### Work to do
Put the lines below into a Markdown table with the columns "Row" and "Line", numbering each row and skipping any blank lines. Do not include the pictures in the table.

+ + + + +

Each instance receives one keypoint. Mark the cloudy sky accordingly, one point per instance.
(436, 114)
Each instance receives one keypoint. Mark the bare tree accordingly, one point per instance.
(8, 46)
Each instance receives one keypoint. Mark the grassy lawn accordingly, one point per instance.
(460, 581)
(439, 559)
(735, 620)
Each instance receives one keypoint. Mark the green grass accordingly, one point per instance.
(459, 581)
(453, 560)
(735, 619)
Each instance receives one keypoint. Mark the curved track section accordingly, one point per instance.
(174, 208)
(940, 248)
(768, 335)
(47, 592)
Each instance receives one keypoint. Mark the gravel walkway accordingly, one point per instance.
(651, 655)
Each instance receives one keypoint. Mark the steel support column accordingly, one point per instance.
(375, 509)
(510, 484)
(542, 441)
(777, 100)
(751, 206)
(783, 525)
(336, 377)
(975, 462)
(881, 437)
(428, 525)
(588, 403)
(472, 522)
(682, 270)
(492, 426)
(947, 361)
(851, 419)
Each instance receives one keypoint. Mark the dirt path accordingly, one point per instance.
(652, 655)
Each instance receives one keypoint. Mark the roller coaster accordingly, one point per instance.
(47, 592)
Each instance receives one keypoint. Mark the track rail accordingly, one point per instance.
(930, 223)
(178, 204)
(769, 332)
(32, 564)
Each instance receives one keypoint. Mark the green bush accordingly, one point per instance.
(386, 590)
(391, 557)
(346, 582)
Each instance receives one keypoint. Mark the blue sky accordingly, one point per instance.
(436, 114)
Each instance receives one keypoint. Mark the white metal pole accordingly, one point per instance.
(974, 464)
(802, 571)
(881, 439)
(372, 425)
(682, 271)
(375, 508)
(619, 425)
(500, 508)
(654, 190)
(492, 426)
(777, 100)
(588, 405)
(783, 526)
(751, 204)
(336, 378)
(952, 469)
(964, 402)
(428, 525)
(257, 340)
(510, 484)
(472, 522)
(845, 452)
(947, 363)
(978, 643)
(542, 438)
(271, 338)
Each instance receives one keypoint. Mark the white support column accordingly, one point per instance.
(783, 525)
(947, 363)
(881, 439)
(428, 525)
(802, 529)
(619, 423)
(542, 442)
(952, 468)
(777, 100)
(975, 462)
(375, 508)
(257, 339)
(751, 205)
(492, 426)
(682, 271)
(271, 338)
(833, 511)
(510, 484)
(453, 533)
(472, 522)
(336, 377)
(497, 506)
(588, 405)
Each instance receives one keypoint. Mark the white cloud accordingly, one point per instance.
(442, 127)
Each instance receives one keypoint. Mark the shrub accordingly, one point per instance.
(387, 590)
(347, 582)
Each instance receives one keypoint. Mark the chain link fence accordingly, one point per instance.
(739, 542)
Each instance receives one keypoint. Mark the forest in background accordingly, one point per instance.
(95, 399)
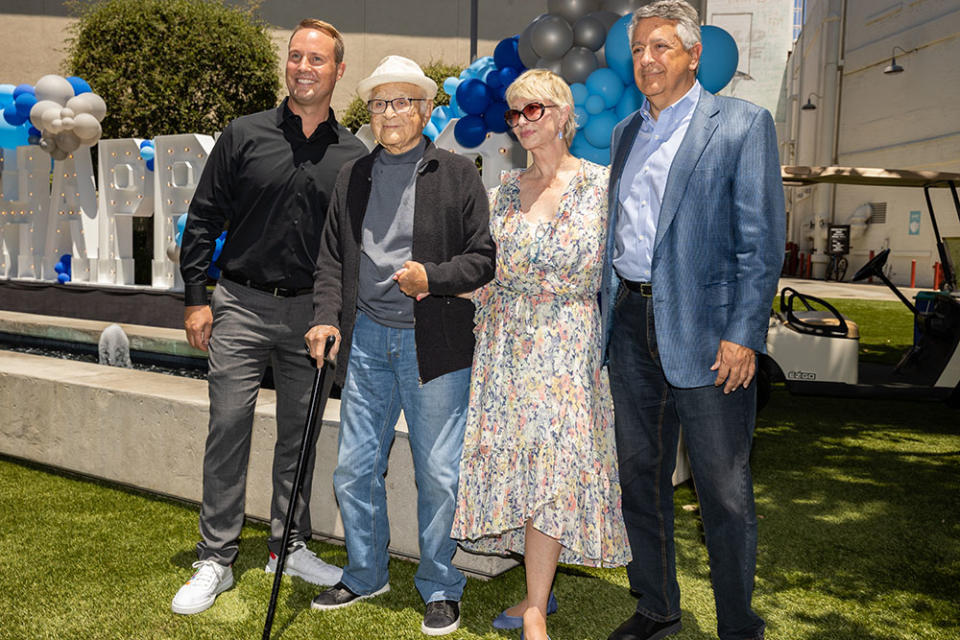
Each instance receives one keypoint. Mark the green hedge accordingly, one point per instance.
(172, 66)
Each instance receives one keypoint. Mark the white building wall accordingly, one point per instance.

+ + + + +

### Solution for this problem
| Row | Line |
|---|---|
| 1 | Each instance receives one keypoint. Mark the cloudy sky accordingly, one point per instance. |
| 2 | (436, 114) |
| 3 | Each instance receives one keypoint. Mark the bare tree accordingly, one point per instance. |
| 4 | (8, 46) |
| 5 | Each instance receives one keypoint. Mark the grassy lawn accordingly, one point per instance. |
| 6 | (460, 581) |
| 7 | (439, 559) |
| 8 | (735, 620) |
| 9 | Each instance receives one keypoint. Mark the green grass accordingly, one point per instance. |
| 10 | (459, 581) |
| 11 | (453, 560) |
| 12 | (735, 619) |
| 13 | Each instance receives one keypoint. Mark the curved track section accordingly, one point per instance. |
| 14 | (174, 208) |
| 15 | (940, 248) |
| 16 | (768, 335) |
| 17 | (47, 592) |
| 18 | Each instance receives one keypoint. Mark the gravel walkway accordingly, one point per instance. |
| 19 | (651, 655) |
| 20 | Each instance receives one keypoint. Mark the steel support column accordingly, one point per instance. |
| 21 | (375, 509) |
| 22 | (510, 484) |
| 23 | (542, 441) |
| 24 | (777, 100) |
| 25 | (751, 206) |
| 26 | (783, 525) |
| 27 | (336, 377) |
| 28 | (975, 462) |
| 29 | (881, 437) |
| 30 | (428, 525) |
| 31 | (588, 403) |
| 32 | (472, 522) |
| 33 | (682, 270) |
| 34 | (492, 426) |
| 35 | (947, 361) |
| 36 | (851, 419) |
| 37 | Each instance receives one keypoint. Mark the dirt path accordingly, one point per instance. |
| 38 | (652, 655) |
| 39 | Each instance receives one keypoint. Mark the roller coaster accordingly, one point per instance. |
| 40 | (47, 592) |
| 41 | Each instance receives one keypoint. Mark the track rail accordingly, one point per instance. |
| 42 | (930, 223) |
| 43 | (178, 204) |
| 44 | (769, 332) |
| 45 | (32, 564) |
| 46 | Each instance receives one keypoint. Mark the green bush accordingly, one point per instance. |
| 47 | (386, 590) |
| 48 | (391, 557) |
| 49 | (346, 582) |
| 50 | Each instance receives one keypoint. Mark the blue sky accordingly, one point per instance. |
| 51 | (436, 114) |
| 52 | Each instance receives one keypoint. Mark the white metal pole accordingly, one point per instance. |
| 53 | (974, 464) |
| 54 | (802, 571) |
| 55 | (881, 439) |
| 56 | (372, 425) |
| 57 | (682, 271) |
| 58 | (375, 508) |
| 59 | (619, 425) |
| 60 | (500, 508) |
| 61 | (654, 190) |
| 62 | (492, 426) |
| 63 | (777, 100) |
| 64 | (588, 405) |
| 65 | (783, 526) |
| 66 | (751, 204) |
| 67 | (336, 378) |
| 68 | (952, 469) |
| 69 | (964, 402) |
| 70 | (428, 525) |
| 71 | (257, 340) |
| 72 | (510, 484) |
| 73 | (472, 522) |
| 74 | (845, 452) |
| 75 | (947, 363) |
| 76 | (978, 643) |
| 77 | (542, 438) |
| 78 | (271, 338) |
| 79 | Each instance receives one keypoint. Mark the white support column accordingly, one point per instance. |
| 80 | (783, 525) |
| 81 | (947, 363) |
| 82 | (881, 439) |
| 83 | (428, 525) |
| 84 | (802, 529) |
| 85 | (619, 423) |
| 86 | (542, 442) |
| 87 | (952, 468) |
| 88 | (777, 100) |
| 89 | (975, 462) |
| 90 | (375, 508) |
| 91 | (257, 339) |
| 92 | (751, 205) |
| 93 | (492, 426) |
| 94 | (682, 271) |
| 95 | (271, 338) |
| 96 | (833, 511) |
| 97 | (510, 484) |
| 98 | (453, 533) |
| 99 | (472, 522) |
| 100 | (336, 377) |
| 101 | (497, 506) |
| 102 | (588, 405) |
| 103 | Each instance receives one keypoint. Mark the white cloud accordingly, one point per instance. |
| 104 | (442, 127) |
| 105 | Each instance receives one keypoint. Mark the shrub accordingly, one point per instance. |
| 106 | (387, 590) |
| 107 | (347, 582) |
| 108 | Each instance receives one keypoint. Mark the chain link fence accordingly, one point per instance. |
| 109 | (739, 542) |
| 110 | Each instance receives one keypoint. Mark the forest in background accordingly, one point per instance. |
| 111 | (95, 399) |
| 112 | Each instance receives one keypoint. Mark the green hedge accordingly, one point per instance. |
| 113 | (172, 66) |
| 114 | Each instance receives one keypoint. Mark the white building wall accordingly, one point per instance. |